Objective — Extract every line in the rows below that contains the word "soil", and copy each line unchanged.

---------- Data provided ----------

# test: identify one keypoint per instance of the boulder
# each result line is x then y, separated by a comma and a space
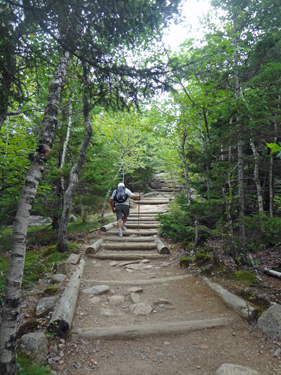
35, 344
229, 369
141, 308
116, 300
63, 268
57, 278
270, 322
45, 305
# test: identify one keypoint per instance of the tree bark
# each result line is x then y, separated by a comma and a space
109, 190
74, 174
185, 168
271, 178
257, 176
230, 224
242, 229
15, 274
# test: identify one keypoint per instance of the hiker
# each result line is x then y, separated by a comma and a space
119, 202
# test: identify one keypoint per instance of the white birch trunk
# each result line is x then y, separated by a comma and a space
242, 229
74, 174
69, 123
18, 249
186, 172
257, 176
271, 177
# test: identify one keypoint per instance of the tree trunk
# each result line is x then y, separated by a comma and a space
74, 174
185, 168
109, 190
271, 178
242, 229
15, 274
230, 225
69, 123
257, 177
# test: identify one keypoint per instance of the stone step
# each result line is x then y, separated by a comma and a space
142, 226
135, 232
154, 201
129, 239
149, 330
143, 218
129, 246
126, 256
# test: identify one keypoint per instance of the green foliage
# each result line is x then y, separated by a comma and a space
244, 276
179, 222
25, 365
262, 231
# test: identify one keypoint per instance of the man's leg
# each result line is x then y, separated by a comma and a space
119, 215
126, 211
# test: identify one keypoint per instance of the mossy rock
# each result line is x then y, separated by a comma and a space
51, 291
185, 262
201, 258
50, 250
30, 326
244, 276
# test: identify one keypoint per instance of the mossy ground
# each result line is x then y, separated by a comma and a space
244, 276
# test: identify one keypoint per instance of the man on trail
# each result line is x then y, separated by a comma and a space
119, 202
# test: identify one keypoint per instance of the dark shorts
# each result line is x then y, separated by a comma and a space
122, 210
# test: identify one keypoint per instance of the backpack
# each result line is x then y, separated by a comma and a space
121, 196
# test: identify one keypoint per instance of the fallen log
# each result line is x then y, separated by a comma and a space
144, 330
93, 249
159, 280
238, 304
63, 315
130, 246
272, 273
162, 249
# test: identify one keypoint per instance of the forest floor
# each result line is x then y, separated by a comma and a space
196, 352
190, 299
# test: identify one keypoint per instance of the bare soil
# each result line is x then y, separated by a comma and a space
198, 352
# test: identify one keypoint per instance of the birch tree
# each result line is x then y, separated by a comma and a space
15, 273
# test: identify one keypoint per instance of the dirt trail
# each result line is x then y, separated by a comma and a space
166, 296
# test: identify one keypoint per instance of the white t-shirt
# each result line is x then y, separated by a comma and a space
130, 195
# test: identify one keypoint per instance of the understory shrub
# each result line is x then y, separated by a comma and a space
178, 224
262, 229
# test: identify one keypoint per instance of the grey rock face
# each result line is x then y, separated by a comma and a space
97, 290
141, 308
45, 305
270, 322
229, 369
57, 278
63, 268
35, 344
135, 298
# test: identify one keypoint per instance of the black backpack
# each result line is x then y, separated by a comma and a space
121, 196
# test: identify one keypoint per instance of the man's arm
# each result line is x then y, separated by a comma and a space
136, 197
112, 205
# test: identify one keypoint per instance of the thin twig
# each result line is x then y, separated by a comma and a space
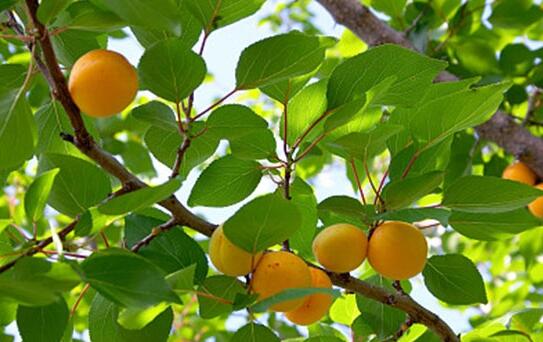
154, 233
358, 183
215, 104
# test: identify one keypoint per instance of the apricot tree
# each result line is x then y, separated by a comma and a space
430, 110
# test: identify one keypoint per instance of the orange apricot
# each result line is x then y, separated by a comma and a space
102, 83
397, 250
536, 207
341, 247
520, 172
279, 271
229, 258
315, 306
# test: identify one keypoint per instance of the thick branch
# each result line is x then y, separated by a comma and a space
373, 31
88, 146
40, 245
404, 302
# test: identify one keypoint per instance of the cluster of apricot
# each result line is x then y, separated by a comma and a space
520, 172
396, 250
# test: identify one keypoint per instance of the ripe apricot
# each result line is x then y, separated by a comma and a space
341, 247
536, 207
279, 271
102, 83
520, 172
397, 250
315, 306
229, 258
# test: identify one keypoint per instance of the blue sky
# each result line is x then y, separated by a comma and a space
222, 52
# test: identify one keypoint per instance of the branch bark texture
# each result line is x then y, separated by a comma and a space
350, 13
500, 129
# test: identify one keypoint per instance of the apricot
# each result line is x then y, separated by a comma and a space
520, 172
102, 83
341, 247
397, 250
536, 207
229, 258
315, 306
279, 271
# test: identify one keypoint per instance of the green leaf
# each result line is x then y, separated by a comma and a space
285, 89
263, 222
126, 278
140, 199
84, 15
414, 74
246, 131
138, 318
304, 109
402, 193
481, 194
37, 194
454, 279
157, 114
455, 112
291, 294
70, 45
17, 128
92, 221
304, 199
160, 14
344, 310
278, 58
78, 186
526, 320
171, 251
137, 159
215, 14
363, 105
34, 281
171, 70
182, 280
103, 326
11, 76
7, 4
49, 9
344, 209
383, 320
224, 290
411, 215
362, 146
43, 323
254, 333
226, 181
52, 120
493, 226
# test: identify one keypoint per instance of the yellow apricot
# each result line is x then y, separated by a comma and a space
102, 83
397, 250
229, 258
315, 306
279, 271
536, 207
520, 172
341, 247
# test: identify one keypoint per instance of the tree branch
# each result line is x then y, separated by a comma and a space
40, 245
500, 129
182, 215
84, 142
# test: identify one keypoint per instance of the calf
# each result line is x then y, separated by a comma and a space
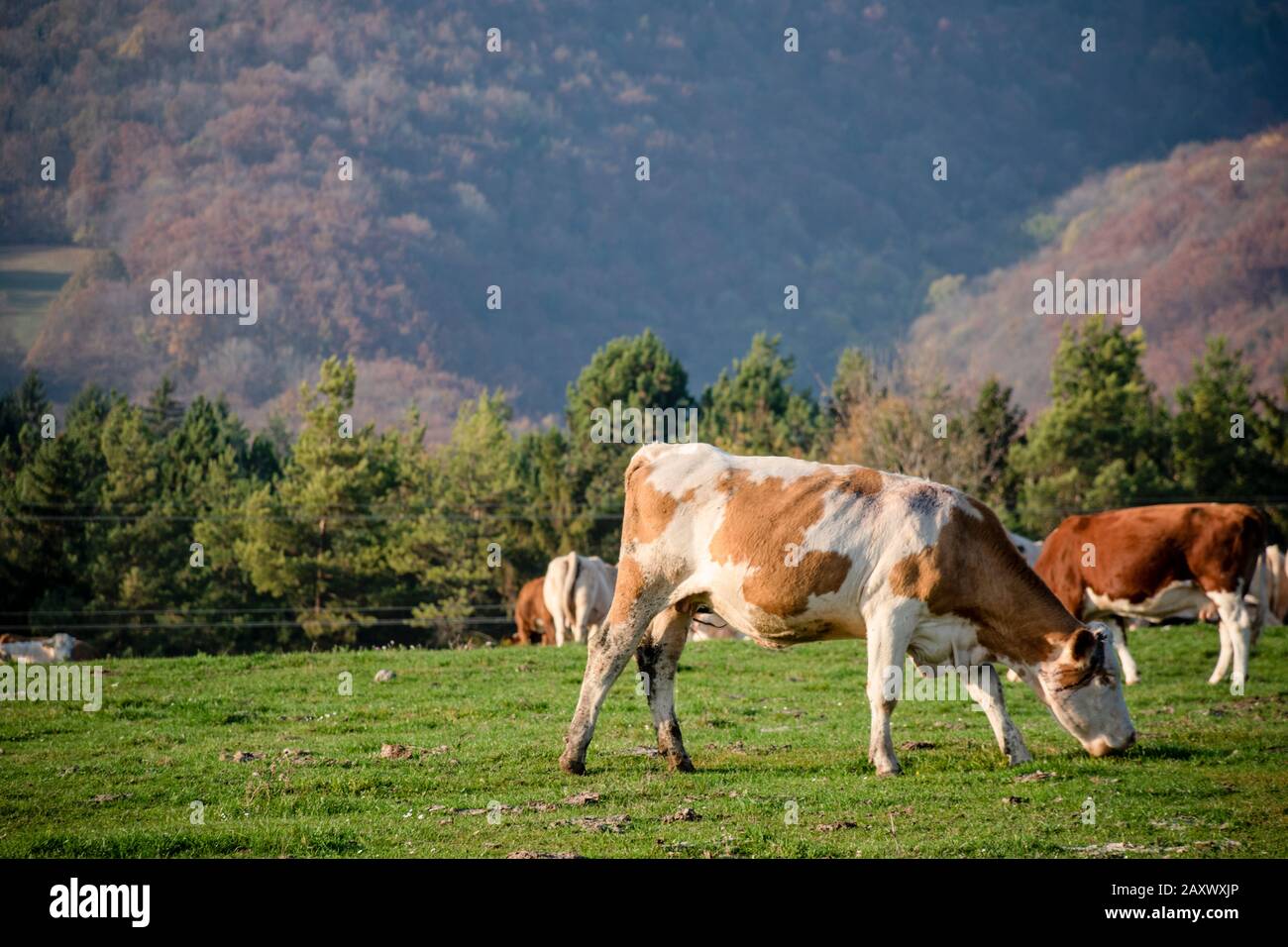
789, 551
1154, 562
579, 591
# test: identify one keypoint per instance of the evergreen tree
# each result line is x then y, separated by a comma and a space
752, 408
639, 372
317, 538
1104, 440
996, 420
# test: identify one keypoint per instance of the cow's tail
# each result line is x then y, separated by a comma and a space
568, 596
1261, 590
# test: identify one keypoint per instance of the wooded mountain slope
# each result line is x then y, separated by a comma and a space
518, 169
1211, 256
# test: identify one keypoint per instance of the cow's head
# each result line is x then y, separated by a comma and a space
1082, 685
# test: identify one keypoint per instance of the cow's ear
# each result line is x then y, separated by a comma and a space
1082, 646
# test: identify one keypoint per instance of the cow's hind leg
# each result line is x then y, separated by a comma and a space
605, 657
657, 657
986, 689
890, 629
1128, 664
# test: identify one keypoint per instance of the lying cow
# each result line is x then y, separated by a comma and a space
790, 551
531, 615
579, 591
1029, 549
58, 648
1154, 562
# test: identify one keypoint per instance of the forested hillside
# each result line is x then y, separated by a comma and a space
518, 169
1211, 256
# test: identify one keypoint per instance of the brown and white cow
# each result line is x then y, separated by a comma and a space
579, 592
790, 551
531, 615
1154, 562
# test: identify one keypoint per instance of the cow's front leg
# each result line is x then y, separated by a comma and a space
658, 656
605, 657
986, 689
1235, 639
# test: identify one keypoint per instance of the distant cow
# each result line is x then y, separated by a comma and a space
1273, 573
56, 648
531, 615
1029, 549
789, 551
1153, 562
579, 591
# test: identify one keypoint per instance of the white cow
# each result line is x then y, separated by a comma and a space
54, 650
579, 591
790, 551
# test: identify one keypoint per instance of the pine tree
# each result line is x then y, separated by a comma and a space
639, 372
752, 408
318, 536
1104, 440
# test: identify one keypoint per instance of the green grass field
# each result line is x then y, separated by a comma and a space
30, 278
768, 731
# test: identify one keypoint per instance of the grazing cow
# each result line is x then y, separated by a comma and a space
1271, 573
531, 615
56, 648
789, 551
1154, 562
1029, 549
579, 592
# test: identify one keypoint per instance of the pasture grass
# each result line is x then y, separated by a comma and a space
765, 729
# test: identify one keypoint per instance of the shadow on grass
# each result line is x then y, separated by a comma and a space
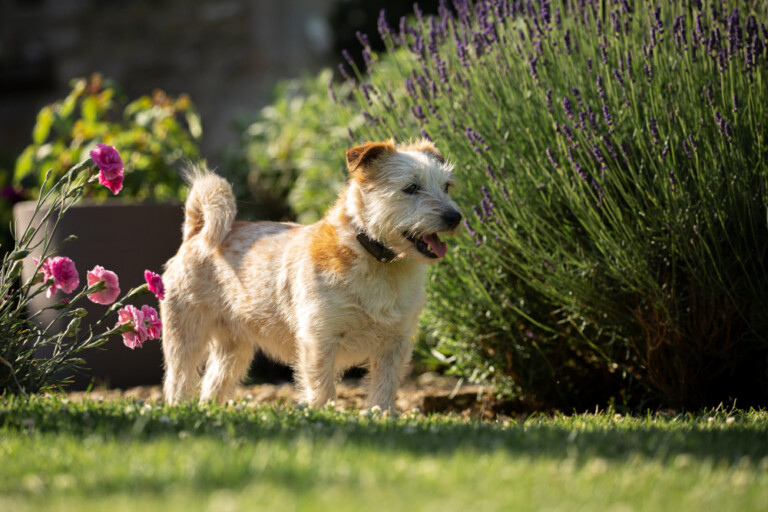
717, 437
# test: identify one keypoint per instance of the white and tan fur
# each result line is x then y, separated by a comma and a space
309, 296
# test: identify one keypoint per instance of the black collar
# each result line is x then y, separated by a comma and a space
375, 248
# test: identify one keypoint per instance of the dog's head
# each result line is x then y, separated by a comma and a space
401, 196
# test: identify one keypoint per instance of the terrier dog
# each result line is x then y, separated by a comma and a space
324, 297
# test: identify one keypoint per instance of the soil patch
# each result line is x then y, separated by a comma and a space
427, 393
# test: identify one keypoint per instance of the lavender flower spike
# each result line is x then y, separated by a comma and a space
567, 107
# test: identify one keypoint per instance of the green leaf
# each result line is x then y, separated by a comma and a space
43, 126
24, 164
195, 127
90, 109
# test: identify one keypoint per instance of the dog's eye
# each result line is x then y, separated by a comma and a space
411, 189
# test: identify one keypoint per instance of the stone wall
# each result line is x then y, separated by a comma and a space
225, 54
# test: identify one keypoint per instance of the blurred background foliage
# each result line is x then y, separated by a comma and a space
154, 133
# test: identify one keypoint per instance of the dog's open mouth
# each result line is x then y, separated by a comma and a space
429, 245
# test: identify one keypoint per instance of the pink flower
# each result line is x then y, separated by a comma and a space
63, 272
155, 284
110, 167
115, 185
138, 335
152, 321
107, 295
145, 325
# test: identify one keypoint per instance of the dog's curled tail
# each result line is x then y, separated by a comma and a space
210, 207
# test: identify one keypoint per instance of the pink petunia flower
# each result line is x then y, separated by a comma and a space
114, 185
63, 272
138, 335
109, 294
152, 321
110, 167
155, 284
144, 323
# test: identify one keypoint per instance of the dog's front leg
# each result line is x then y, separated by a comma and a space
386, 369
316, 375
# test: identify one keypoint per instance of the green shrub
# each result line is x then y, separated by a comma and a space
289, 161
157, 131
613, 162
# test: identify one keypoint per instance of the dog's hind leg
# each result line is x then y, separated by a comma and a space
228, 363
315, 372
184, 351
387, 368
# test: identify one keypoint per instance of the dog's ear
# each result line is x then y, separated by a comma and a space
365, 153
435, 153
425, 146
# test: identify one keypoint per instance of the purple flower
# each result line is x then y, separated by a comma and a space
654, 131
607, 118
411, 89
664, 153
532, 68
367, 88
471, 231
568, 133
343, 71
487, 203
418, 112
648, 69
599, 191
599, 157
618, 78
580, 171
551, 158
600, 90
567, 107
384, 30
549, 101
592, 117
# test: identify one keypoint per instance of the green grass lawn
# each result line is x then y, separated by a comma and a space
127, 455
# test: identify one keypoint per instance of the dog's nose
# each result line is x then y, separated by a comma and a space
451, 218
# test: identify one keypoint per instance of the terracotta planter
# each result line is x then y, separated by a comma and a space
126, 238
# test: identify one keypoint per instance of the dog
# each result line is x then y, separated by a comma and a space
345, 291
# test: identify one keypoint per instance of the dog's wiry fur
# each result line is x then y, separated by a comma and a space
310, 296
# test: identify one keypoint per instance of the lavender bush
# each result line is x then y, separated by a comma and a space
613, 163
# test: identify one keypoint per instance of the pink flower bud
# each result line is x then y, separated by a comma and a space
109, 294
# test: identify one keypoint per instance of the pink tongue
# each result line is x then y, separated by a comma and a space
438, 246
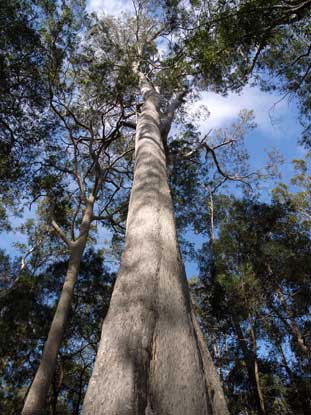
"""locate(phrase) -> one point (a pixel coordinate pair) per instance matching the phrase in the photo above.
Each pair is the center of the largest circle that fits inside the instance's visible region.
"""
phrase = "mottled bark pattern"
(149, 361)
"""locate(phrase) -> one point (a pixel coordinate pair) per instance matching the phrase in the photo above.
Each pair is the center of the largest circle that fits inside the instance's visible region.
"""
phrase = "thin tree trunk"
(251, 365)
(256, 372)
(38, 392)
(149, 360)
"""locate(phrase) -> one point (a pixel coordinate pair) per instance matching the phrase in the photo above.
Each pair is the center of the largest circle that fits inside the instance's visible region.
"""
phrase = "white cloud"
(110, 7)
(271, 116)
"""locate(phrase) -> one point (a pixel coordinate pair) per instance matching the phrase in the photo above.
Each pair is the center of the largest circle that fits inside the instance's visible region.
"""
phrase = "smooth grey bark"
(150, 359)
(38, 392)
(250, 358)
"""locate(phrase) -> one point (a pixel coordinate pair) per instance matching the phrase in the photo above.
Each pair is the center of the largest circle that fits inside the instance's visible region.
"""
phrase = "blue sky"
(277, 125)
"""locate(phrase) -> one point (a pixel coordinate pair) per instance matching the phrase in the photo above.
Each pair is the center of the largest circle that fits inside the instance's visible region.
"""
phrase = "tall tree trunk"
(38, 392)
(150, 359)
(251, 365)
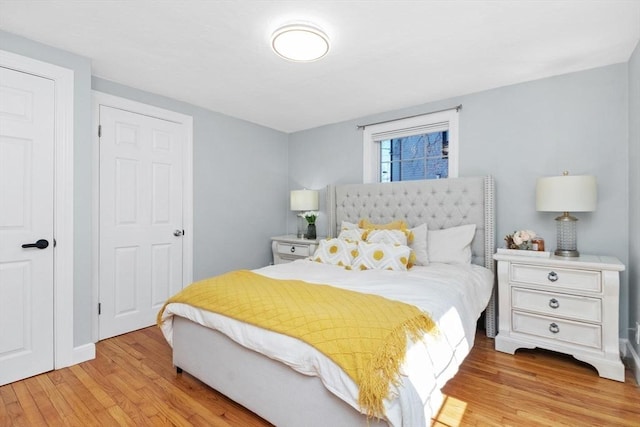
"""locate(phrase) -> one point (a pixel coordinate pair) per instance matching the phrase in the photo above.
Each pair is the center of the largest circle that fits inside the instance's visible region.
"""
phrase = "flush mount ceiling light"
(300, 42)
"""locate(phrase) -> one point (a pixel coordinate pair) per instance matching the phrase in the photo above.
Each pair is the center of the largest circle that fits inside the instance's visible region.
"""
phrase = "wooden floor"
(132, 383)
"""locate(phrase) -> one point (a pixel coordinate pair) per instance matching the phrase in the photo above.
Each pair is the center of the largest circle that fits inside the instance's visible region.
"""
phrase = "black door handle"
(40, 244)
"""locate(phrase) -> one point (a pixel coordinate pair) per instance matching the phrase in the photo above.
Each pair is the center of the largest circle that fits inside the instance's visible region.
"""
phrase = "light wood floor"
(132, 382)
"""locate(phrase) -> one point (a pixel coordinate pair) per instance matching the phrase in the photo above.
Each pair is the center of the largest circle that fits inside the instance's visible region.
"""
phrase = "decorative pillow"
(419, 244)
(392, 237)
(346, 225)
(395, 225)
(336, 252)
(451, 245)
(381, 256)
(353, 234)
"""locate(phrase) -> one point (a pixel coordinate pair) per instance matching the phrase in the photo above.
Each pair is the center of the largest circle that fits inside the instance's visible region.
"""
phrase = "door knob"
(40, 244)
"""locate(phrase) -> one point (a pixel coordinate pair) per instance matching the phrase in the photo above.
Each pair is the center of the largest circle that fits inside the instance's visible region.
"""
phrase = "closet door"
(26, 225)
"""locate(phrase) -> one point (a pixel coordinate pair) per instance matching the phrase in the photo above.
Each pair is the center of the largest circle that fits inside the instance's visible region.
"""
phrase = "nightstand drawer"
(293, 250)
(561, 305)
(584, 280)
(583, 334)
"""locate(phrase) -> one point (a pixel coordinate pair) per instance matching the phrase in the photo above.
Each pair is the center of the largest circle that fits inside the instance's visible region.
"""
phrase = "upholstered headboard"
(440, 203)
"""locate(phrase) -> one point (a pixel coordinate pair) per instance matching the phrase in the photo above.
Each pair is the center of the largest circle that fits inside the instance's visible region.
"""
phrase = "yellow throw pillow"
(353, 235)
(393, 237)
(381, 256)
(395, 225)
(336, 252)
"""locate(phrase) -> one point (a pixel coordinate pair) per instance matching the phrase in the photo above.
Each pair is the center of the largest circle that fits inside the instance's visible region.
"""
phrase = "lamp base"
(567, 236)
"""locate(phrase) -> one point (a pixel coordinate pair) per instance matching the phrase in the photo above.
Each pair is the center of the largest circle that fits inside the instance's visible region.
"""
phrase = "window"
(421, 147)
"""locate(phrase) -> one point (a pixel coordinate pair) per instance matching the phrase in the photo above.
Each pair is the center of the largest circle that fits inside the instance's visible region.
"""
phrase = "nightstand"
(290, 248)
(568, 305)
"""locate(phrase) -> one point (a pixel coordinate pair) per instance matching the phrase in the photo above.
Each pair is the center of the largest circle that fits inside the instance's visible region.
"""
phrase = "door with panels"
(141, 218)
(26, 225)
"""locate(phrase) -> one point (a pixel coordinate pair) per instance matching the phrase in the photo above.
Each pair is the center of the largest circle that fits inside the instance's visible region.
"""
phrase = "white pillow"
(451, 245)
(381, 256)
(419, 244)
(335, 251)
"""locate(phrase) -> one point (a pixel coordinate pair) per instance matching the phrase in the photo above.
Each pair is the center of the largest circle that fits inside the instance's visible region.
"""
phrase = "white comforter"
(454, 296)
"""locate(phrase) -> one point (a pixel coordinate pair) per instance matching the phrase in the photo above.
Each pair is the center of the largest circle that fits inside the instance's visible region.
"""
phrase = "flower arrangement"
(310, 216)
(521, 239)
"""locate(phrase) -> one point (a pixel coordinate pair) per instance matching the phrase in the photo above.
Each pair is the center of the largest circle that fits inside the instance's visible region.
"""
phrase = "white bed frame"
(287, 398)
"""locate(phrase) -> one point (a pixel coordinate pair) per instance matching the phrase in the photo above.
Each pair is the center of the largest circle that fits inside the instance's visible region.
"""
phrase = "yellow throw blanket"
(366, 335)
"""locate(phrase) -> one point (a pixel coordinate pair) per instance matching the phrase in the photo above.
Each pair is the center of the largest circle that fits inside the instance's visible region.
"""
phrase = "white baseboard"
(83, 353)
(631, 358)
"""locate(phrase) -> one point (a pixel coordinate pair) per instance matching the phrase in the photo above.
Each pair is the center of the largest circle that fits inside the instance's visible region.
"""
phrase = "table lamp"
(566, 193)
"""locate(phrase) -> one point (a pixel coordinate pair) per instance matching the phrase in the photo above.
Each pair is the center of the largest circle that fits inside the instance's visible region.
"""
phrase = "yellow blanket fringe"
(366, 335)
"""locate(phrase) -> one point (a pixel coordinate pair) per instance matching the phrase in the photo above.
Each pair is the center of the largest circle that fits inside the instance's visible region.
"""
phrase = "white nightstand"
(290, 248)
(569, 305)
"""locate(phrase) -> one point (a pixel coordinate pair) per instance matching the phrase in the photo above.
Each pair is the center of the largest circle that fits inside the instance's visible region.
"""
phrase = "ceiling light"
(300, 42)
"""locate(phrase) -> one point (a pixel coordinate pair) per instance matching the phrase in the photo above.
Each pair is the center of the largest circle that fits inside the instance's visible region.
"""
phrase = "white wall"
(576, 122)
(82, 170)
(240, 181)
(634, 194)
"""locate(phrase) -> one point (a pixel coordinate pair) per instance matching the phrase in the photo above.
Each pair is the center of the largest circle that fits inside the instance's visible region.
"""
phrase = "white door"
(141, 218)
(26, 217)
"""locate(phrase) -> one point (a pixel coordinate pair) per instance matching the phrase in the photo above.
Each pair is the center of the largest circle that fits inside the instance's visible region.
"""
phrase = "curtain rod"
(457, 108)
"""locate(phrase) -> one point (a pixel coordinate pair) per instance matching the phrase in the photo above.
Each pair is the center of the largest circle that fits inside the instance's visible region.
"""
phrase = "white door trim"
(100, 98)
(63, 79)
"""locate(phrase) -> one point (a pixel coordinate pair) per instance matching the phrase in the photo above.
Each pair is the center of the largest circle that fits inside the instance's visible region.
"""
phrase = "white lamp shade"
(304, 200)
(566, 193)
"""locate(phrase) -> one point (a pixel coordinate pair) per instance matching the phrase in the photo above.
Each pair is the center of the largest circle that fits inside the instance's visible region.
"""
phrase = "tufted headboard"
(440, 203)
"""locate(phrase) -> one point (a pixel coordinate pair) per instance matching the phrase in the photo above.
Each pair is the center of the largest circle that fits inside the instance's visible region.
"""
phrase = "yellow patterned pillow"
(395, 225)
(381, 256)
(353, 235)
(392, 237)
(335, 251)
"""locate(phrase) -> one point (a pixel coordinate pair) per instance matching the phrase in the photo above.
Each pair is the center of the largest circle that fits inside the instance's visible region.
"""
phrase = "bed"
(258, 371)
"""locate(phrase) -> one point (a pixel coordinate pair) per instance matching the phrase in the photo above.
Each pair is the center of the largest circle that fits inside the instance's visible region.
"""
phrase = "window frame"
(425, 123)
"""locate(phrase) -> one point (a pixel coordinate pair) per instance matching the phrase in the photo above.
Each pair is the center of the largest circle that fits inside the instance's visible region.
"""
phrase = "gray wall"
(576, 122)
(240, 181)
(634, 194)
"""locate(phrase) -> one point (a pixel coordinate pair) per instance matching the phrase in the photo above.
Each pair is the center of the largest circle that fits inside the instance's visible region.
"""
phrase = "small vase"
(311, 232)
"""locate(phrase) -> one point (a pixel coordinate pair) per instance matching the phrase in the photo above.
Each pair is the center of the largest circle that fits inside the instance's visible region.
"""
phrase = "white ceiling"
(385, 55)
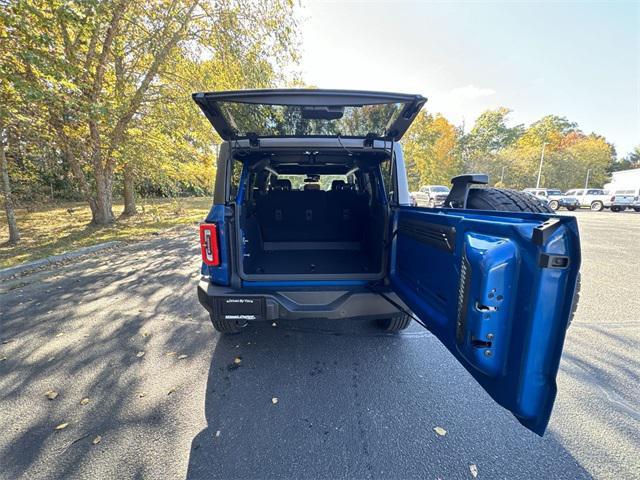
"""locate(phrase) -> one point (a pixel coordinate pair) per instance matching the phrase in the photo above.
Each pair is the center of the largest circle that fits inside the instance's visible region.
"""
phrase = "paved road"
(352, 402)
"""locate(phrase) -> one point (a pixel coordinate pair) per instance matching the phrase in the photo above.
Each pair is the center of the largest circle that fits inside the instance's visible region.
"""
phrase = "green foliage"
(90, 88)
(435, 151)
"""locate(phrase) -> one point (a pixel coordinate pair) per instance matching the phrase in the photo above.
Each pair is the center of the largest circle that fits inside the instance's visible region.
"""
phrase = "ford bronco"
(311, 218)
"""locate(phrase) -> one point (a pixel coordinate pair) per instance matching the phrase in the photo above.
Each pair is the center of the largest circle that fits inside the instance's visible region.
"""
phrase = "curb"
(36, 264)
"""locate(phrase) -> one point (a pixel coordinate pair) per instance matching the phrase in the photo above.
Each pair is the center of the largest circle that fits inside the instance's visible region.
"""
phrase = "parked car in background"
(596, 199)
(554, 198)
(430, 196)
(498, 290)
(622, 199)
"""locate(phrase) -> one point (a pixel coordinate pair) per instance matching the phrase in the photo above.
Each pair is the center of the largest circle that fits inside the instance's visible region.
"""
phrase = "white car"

----------

Completed task —
# test: identify one keypoint per instance of the bare soil
# test: identify one keypoint per instance of the soil patch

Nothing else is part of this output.